TO DO:
From the first line to the last, print the records exactly, leaving out the pictures.

(Records contained in a dataset)
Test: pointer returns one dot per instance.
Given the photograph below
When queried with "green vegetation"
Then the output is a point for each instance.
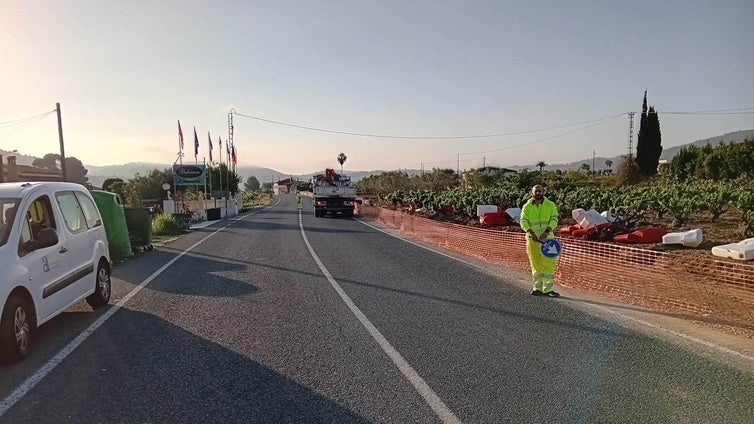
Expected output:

REPLY:
Test: pointer returns one dot per instance.
Given the photograph below
When queried with "green vegetation"
Then the output is a point for each instance.
Expected output:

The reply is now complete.